◆ **WHAT TO PRODUCE**:
Repeat each line exactly, leaving nothing out.

^^^^^^^^^^^^^^^^

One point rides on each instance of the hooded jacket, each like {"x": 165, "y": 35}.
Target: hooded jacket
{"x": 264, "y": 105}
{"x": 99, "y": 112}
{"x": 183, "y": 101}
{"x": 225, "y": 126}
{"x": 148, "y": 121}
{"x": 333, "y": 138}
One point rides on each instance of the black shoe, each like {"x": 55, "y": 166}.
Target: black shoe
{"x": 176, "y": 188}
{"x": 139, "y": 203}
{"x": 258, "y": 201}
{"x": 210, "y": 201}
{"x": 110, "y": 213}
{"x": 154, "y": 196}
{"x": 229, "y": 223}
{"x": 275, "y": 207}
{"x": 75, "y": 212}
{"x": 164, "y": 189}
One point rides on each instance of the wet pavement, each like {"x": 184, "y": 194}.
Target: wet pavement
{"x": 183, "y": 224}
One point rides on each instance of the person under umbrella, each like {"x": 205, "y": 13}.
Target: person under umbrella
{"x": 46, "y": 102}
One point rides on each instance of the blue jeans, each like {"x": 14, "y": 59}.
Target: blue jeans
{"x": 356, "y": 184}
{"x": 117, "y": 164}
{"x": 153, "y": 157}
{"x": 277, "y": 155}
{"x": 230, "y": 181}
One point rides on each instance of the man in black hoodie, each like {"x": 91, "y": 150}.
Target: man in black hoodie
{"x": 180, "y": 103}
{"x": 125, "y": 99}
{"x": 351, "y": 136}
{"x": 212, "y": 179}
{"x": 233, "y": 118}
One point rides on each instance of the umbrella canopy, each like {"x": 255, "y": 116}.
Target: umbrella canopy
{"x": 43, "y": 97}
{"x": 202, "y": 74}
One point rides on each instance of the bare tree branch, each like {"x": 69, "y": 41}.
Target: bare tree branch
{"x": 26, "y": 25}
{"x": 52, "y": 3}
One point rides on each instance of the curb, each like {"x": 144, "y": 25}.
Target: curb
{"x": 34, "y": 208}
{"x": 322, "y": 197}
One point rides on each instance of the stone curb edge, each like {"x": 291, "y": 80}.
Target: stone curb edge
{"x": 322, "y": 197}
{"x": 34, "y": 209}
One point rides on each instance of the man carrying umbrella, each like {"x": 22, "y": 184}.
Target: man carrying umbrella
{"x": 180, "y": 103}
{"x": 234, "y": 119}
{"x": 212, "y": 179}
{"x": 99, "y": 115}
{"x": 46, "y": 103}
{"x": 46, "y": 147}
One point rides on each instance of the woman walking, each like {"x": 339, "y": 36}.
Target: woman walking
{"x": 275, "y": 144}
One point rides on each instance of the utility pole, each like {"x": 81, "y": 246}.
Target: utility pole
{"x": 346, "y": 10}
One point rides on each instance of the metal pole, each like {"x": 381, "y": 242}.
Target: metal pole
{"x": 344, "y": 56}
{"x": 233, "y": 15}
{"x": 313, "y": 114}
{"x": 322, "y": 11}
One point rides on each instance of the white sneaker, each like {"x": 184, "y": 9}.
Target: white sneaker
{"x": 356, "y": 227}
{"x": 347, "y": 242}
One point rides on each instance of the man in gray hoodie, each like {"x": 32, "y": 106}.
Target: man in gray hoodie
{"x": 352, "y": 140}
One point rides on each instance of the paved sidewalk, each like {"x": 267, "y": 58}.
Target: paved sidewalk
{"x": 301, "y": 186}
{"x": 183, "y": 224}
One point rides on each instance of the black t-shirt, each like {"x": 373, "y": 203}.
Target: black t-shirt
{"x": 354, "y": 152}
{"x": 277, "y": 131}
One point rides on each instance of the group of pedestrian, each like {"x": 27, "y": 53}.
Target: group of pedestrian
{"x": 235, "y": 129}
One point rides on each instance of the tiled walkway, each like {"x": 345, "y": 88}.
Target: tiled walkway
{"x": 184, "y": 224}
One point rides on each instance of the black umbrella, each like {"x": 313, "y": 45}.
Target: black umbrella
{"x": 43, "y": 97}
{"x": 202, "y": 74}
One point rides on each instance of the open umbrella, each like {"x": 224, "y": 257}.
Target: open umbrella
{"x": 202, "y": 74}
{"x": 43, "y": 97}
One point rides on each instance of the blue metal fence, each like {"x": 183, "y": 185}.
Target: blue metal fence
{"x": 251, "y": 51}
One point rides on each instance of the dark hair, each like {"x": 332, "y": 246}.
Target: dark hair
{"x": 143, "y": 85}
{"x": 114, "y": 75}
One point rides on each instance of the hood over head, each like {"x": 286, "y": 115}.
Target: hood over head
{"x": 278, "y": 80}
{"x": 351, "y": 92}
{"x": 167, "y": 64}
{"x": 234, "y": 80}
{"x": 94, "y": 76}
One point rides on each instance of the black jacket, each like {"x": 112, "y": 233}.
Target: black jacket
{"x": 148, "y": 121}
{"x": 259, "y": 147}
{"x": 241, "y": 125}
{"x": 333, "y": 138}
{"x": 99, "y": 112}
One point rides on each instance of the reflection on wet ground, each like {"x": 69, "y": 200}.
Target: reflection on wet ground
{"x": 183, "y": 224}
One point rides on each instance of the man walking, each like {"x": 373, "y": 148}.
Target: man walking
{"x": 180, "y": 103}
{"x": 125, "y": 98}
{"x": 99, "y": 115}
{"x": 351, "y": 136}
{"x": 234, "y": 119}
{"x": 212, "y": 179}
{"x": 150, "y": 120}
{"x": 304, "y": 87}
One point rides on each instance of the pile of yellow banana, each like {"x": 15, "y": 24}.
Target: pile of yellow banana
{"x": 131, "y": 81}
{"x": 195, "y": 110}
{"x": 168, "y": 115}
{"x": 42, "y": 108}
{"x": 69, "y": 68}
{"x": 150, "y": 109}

^^^^^^^^^^^^^^^^

◆ **EXPECTED ANSWER**:
One point rides on each instance of the hooded jacket, each like {"x": 165, "y": 35}.
Target: hooded jacket
{"x": 264, "y": 105}
{"x": 99, "y": 112}
{"x": 183, "y": 101}
{"x": 225, "y": 126}
{"x": 148, "y": 121}
{"x": 333, "y": 138}
One point rides on each instance of the black shoe, each like {"x": 55, "y": 166}.
Target: black shoe
{"x": 176, "y": 188}
{"x": 139, "y": 203}
{"x": 258, "y": 201}
{"x": 210, "y": 201}
{"x": 110, "y": 213}
{"x": 154, "y": 196}
{"x": 229, "y": 223}
{"x": 275, "y": 207}
{"x": 75, "y": 212}
{"x": 164, "y": 189}
One point rides on each instance of the wet pavement, each like {"x": 184, "y": 194}.
Target: wet pavement
{"x": 183, "y": 224}
One point rides on each instance of the person under umbrella, each like {"x": 205, "y": 13}.
Target: person under umbrella
{"x": 46, "y": 102}
One point rides on each instance of the blue jeans, each like {"x": 14, "y": 59}.
Target: blue jeans
{"x": 356, "y": 184}
{"x": 117, "y": 164}
{"x": 153, "y": 157}
{"x": 277, "y": 155}
{"x": 230, "y": 181}
One point rides on each instance of the man in black hoodie, each like {"x": 91, "y": 150}.
Target: man in black hoodie
{"x": 180, "y": 103}
{"x": 125, "y": 99}
{"x": 351, "y": 136}
{"x": 212, "y": 179}
{"x": 233, "y": 118}
One point rides on each instance of the umbrella canopy, each like {"x": 255, "y": 116}.
Target: umbrella canopy
{"x": 43, "y": 97}
{"x": 202, "y": 74}
One point rides on each instance of the bare tree branch, each like {"x": 69, "y": 41}.
Target: bare tree branch
{"x": 26, "y": 25}
{"x": 52, "y": 3}
One point rides on each instance of the curb, each like {"x": 144, "y": 25}.
Target: curb
{"x": 34, "y": 208}
{"x": 322, "y": 197}
One point rides on each instance of the stone curb edge, each like {"x": 291, "y": 80}.
Target: stone curb edge
{"x": 322, "y": 197}
{"x": 34, "y": 209}
One point rides on each instance of the man carrying umbrella, each like {"x": 22, "y": 184}.
Target: man carrying umbrella
{"x": 180, "y": 103}
{"x": 234, "y": 119}
{"x": 212, "y": 179}
{"x": 99, "y": 115}
{"x": 46, "y": 103}
{"x": 46, "y": 147}
One point rides on each instance of the woman walking, each like {"x": 339, "y": 36}.
Target: woman walking
{"x": 275, "y": 144}
One point rides on each instance of the utility pole, each like {"x": 81, "y": 246}.
Target: utility pole
{"x": 346, "y": 10}
One point rides on each instance of the metal pole, each like {"x": 381, "y": 242}.
Target: metal pole
{"x": 344, "y": 56}
{"x": 233, "y": 15}
{"x": 313, "y": 114}
{"x": 322, "y": 11}
One point rides on each instance of the white sneaker, each like {"x": 184, "y": 9}.
Target: white sneaker
{"x": 356, "y": 227}
{"x": 347, "y": 242}
One point rides on each instance of the man in gray hoodie, each like {"x": 32, "y": 106}.
Target: man in gray hoodie
{"x": 352, "y": 140}
One point rides on each instance of the paved sidewalk, each like {"x": 267, "y": 58}.
Target: paved sidewalk
{"x": 301, "y": 186}
{"x": 183, "y": 224}
One point rides on each instance of the black t-shirt, each like {"x": 373, "y": 203}.
Target: black t-shirt
{"x": 354, "y": 152}
{"x": 277, "y": 131}
One point rides on each instance of the group of pedestrian, each like {"x": 27, "y": 53}.
Target: group of pedestrian
{"x": 235, "y": 129}
One point rides on each instance of the tiled walkway, each like {"x": 345, "y": 88}.
Target: tiled walkway
{"x": 184, "y": 224}
One point rides on each instance of the black umbrella, each like {"x": 313, "y": 45}.
Target: black umbrella
{"x": 43, "y": 97}
{"x": 202, "y": 74}
One point rides on each instance of the open umbrella, each like {"x": 224, "y": 257}.
Target: open umbrella
{"x": 202, "y": 74}
{"x": 43, "y": 97}
One point rides on each instance of the blue metal fence, each like {"x": 183, "y": 185}.
Target: blue metal fence
{"x": 251, "y": 51}
One point rides on each instance of the dark hair, each like {"x": 332, "y": 246}.
Target: dark hair
{"x": 143, "y": 85}
{"x": 114, "y": 75}
One point rides on each instance of the hood over head, each like {"x": 286, "y": 115}.
Target: hood over head
{"x": 278, "y": 80}
{"x": 351, "y": 92}
{"x": 167, "y": 64}
{"x": 234, "y": 80}
{"x": 94, "y": 76}
One point rides on each instance of the black jacket, each like {"x": 112, "y": 233}.
Target: black jacket
{"x": 148, "y": 121}
{"x": 259, "y": 147}
{"x": 241, "y": 125}
{"x": 333, "y": 138}
{"x": 99, "y": 112}
One point rides on each instance of the reflection on wet ground, each like {"x": 69, "y": 200}.
Target: reflection on wet ground
{"x": 183, "y": 224}
One point rides on each instance of the man walking, each like {"x": 373, "y": 148}.
Target: man walking
{"x": 180, "y": 103}
{"x": 125, "y": 98}
{"x": 99, "y": 115}
{"x": 351, "y": 136}
{"x": 234, "y": 119}
{"x": 212, "y": 179}
{"x": 150, "y": 120}
{"x": 304, "y": 87}
One point rides on each instance of the pile of yellow banana, each like {"x": 15, "y": 24}.
Target: pile of yellow banana
{"x": 131, "y": 81}
{"x": 195, "y": 110}
{"x": 168, "y": 115}
{"x": 42, "y": 108}
{"x": 69, "y": 68}
{"x": 150, "y": 109}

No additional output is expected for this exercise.